TASK PROMPT: Count the lines in the records below that contain the word "neck", and reply with that number alone.

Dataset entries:

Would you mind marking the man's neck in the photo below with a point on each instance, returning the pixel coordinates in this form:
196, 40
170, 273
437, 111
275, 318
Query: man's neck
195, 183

TASK OUTPUT: 2